A rather rudimentary plot in which the Doctor and Bill are essentially chased across the universe by a semi-sentient puddle is mere scaffolding, an excuse to give this new acquaintance a chatty introduction. When it comes to companions, modern Who always works best when taking the ordinary and putting them into the extraordinary. Jenna Coleman’s plucky, much-maligned Clara suffered because no-one could decide what she was supposed to be, the promising Impossible Girl concept which saw her as everything from feisty governess to cheeky schoolteacher losing momentum as explanations became convoluted or individuality was sidelined in favour of perfunctory dialogue and exposition. As it stands, Moffat has taken what must seem like the only logical step and tried to forget any of it ever happened, but for fans the memories remain strong.

Thus Mackie’s Bill is less a breath of fresh air and more a bracing lungful, like being pushed out of a sauna into the Finnish snow in the nip. Inquisitive, gobby and wide-eyed, Bill isn’t afraid to ask the hard questions (“It’s like a… kitchen! A really posh kitchen. What happened with the doors though, did you run out of money?”) or ogle a bit when she finds herself in a time-travelling policebox helmed by a man with a penchant for extravagant outerwear. The message is clear: Bill is like us, only funnier.

Some lush camerawork and cinematography wraps an adventure in which The Doctor and Bill brave university essays, mysterious baths and unwitting villain Heather (Stephanie Hyam), who was looking a bit Jack at the end of Titanic (THERE WAS ROOM ON THE DOOR) after being thoroughly soaked by an alien oil slick. As they took refuge in a conveniently placed TARDIS (“The assembled hordes of Genghis Khan couldn’t get through that door, and believe me, they’ve tried,” remarked Christopher Eccleston’s Doctor in Rose, followed promptly by a more brusque “Now shut up a minute”), Bill alternated between deadpan and brassy, deftly played by Mackie when the Doctor couldn’t seem to understand her working-class origins and inability to enrol at St. Luke’s. Throw in such mainstays as jabbing buttons, running, unnecessary Daleks, a fairly constrained timeslot, and more running, and series ten announced itself with the kind of oomph some Who fans haven’t seen in years.

• **WRITTEN PROBLEM 1**:
Repeat the Doctor Who review word for word between "Thus Mackie’s Bill" and "us, only funnier.", inclusive.
The listing is unrelated to the Doctor Who review.

• **ENTRIES**:

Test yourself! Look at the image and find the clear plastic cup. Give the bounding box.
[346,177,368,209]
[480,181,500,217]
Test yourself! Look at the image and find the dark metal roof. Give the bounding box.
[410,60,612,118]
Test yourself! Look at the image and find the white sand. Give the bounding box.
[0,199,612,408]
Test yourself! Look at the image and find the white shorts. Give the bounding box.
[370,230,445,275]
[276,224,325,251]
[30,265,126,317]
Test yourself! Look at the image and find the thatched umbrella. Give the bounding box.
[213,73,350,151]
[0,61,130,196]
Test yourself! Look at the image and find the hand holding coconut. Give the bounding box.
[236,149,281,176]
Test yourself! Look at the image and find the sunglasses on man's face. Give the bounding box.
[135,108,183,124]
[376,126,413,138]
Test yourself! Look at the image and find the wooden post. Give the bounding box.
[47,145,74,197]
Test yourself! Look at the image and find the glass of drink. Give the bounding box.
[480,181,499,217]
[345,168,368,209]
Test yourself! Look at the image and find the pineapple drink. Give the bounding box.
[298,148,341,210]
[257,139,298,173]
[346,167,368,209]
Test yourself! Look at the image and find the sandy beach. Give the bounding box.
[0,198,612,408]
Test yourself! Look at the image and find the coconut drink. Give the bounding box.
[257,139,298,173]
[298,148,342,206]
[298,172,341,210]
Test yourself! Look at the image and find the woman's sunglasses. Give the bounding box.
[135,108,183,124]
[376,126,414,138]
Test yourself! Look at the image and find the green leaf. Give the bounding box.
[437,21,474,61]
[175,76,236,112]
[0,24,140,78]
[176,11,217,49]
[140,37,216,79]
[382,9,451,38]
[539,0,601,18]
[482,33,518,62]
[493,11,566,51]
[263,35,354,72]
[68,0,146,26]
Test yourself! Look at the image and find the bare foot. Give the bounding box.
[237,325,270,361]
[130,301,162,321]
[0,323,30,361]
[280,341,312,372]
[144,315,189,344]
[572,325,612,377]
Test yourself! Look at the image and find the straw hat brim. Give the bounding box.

• **WRITTEN PROBLEM 2**:
Please rewrite the listing from its first line through the line holding "[236,149,281,176]", inclusive, adding 74 to every bounding-box coordinate and keeping every line of wording as it stands.

• **EXPECTED OUTPUT 1**:
Thus Mackie’s Bill is less a breath of fresh air and more a bracing lungful, like being pushed out of a sauna into the Finnish snow in the nip. Inquisitive, gobby and wide-eyed, Bill isn’t afraid to ask the hard questions (“It’s like a… kitchen! A really posh kitchen. What happened with the doors though, did you run out of money?”) or ogle a bit when she finds herself in a time-travelling policebox helmed by a man with a penchant for extravagant outerwear. The message is clear: Bill is like us, only funnier.

• **EXPECTED OUTPUT 2**:
Test yourself! Look at the image and find the clear plastic cup. Give the bounding box.
[420,251,442,283]
[554,255,574,291]
Test yourself! Look at the image and find the dark metal roof. Give the bounding box.
[484,134,686,192]
Test yourself! Look at the image and find the white sand. Give the bounding box.
[74,273,686,482]
Test yourself! Look at the image and find the white shorts. Give the bounding box.
[444,304,519,349]
[350,298,399,325]
[104,339,200,391]
Test yourself! Look at the image and find the thatched umbrella. Give the bounding box.
[287,147,424,225]
[74,135,204,270]
Test yourself! Look at the image and find the hand holding coconut. Give the bounding box.
[310,223,355,250]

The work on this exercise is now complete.